__Petunjuk Latihan__. Ambil baris-baris data mulai dari baris paling awal sampai baris yang memuat "169], [4, 170]]]", termasuk kedua baris ujungnya. Tulis ulang baris-baris itu tanpa mengubah apa pun.

__Data yang Diberikan__.
>>
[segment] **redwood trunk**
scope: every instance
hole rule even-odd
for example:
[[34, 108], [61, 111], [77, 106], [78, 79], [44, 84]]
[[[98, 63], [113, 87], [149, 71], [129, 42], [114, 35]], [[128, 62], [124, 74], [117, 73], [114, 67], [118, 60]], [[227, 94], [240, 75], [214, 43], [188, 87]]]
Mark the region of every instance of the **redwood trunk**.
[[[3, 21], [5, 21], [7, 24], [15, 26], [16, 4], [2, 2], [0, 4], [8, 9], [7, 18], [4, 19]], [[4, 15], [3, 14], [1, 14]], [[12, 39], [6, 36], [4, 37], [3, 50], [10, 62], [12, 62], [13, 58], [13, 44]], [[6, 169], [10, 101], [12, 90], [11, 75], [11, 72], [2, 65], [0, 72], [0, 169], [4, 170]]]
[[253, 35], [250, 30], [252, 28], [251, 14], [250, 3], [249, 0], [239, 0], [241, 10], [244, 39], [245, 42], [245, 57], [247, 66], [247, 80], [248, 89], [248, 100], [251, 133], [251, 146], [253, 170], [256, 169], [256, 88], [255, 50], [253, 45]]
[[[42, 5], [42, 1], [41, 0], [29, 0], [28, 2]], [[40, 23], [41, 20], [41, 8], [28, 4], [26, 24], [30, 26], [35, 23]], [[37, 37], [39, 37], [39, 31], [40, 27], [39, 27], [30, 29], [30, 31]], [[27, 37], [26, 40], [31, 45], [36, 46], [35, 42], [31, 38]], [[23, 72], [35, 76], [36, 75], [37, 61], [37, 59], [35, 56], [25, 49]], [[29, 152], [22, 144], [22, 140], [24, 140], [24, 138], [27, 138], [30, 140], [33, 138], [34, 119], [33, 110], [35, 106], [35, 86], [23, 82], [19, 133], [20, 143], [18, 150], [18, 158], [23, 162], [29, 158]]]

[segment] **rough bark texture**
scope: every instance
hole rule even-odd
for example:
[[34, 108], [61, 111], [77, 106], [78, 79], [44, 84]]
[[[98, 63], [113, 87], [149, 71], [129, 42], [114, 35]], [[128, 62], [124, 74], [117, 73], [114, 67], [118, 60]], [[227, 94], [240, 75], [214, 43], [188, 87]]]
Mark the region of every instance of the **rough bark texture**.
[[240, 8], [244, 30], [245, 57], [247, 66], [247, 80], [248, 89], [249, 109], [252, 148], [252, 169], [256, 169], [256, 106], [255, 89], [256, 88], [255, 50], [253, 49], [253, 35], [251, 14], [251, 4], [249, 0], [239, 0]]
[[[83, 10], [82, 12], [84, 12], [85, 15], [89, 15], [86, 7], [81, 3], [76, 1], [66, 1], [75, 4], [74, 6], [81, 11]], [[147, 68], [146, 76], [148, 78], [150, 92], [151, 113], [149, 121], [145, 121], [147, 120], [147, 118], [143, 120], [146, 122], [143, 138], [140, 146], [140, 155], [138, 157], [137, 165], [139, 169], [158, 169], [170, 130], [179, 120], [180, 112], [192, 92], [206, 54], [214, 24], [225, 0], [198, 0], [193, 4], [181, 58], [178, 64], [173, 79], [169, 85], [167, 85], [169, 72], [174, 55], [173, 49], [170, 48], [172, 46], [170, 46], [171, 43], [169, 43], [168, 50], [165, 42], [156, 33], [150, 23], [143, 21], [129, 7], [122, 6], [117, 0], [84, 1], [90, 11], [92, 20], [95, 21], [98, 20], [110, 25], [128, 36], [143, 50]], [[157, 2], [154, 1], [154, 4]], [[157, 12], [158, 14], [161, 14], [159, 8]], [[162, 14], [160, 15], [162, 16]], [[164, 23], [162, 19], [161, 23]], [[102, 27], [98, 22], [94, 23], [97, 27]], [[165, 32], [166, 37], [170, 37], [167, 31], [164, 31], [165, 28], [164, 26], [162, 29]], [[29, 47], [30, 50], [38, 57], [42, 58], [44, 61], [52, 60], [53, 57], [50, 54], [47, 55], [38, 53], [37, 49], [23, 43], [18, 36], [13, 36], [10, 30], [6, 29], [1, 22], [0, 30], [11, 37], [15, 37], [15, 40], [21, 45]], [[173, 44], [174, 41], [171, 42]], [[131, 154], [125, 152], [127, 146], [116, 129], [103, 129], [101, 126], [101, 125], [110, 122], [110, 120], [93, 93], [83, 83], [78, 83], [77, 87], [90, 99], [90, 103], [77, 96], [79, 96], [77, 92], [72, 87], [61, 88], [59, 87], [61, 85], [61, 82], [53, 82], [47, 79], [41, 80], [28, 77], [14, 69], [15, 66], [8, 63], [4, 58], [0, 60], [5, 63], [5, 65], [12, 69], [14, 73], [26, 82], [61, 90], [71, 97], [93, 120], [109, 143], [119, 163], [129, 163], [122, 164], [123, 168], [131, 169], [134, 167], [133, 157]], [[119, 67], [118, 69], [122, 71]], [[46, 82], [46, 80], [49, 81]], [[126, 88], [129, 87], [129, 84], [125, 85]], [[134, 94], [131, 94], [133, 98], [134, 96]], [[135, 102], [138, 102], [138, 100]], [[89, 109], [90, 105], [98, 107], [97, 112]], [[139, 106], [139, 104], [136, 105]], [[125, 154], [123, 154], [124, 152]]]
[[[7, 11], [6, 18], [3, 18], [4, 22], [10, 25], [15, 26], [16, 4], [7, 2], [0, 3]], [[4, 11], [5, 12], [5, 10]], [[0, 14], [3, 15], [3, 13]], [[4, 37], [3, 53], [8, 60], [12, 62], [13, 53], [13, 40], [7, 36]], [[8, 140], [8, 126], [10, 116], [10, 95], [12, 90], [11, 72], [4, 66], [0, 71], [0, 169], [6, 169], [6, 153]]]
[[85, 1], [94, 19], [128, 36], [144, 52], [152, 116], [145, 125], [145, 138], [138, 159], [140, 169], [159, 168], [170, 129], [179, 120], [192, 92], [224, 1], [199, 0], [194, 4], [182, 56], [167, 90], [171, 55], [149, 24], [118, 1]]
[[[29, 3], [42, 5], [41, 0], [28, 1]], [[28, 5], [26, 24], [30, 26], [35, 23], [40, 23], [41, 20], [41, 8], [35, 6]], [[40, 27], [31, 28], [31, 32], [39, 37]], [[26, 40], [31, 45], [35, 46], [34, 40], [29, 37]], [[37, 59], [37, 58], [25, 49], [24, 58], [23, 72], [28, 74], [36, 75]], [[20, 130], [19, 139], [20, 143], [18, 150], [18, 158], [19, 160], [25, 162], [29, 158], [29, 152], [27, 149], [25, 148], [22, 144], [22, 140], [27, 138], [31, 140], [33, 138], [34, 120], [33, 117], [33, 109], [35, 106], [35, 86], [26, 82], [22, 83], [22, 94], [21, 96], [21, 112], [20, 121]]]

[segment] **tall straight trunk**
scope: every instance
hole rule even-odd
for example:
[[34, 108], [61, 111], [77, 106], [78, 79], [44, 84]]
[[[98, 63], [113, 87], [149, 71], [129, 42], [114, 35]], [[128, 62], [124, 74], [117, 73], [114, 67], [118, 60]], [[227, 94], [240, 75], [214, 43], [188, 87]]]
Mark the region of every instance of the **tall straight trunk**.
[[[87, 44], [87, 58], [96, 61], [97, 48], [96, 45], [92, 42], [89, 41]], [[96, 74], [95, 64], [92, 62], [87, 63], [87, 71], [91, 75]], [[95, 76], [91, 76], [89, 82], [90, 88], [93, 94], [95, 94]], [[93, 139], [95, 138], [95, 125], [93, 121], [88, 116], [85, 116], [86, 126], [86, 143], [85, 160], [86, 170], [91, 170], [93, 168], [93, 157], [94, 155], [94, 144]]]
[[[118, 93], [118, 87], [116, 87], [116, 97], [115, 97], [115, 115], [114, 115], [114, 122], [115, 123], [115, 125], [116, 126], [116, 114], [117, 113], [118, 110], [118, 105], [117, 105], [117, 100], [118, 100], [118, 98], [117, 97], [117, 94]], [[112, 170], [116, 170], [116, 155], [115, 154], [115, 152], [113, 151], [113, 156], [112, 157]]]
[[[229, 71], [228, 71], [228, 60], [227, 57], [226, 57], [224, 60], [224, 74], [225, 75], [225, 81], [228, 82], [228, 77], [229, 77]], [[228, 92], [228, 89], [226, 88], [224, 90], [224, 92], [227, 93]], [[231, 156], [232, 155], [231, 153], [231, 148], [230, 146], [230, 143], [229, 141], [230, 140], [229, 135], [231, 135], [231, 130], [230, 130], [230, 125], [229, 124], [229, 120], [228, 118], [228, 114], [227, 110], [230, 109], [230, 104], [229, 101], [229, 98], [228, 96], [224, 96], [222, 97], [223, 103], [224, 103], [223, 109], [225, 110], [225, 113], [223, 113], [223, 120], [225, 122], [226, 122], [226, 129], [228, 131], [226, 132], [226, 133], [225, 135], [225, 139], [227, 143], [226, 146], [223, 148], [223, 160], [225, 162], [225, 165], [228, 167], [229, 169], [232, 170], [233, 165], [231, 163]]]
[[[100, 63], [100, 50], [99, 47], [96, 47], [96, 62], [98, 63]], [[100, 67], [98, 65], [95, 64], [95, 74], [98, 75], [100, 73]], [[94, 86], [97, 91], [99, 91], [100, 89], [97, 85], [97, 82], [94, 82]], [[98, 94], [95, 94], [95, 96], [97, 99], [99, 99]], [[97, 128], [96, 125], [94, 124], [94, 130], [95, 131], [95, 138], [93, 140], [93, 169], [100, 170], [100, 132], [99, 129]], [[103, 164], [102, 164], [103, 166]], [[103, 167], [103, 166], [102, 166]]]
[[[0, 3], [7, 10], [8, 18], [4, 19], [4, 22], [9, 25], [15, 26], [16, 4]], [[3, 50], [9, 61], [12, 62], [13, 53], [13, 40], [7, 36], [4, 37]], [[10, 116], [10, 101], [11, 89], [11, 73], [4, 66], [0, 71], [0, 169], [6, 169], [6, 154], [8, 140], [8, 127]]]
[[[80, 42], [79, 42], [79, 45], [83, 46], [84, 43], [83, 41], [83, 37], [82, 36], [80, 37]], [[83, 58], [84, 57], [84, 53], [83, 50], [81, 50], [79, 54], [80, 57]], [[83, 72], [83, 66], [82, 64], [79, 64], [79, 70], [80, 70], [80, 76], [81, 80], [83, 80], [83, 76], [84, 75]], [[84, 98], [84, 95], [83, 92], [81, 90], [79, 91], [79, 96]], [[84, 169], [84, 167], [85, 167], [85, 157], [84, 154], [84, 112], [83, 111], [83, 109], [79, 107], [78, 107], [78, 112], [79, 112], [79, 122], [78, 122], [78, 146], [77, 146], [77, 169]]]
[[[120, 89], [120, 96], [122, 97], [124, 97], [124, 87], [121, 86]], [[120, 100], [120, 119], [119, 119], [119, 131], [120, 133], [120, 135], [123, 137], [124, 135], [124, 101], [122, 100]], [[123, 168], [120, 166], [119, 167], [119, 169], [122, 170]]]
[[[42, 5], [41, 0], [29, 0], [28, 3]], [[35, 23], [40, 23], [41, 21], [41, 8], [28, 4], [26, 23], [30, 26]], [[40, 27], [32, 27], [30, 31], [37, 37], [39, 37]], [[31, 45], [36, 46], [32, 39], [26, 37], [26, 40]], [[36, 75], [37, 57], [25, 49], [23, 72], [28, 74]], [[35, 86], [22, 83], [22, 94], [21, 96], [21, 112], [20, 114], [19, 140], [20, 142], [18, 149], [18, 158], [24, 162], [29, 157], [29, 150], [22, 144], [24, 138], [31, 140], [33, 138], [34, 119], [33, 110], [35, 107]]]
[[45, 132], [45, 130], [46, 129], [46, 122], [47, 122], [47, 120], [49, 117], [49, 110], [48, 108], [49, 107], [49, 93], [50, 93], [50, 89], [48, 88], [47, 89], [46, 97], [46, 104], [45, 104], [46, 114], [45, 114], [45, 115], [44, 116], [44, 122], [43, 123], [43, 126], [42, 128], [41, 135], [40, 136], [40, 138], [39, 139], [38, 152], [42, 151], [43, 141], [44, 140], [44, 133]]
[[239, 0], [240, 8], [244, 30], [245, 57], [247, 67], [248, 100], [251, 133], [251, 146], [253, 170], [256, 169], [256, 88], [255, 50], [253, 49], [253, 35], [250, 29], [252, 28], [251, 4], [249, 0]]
<<
__Hasil Latihan__.
[segment] **redwood trunk**
scope: every instance
hole rule even-odd
for example:
[[34, 108], [61, 111], [77, 106], [78, 79], [44, 84]]
[[[98, 63], [113, 87], [149, 71], [129, 42], [114, 35]], [[128, 62], [124, 74], [117, 73], [114, 67], [118, 60]], [[227, 94], [240, 75], [214, 43], [188, 87]]]
Mark the region of every instance of the **redwood trunk**.
[[[3, 21], [5, 21], [7, 24], [15, 26], [16, 4], [2, 2], [0, 4], [8, 9], [7, 18], [4, 19]], [[4, 15], [3, 14], [1, 14]], [[12, 39], [6, 36], [4, 37], [3, 50], [10, 62], [12, 62], [13, 58], [13, 44]], [[6, 169], [10, 101], [12, 90], [11, 75], [11, 72], [2, 65], [0, 72], [0, 169], [4, 170]]]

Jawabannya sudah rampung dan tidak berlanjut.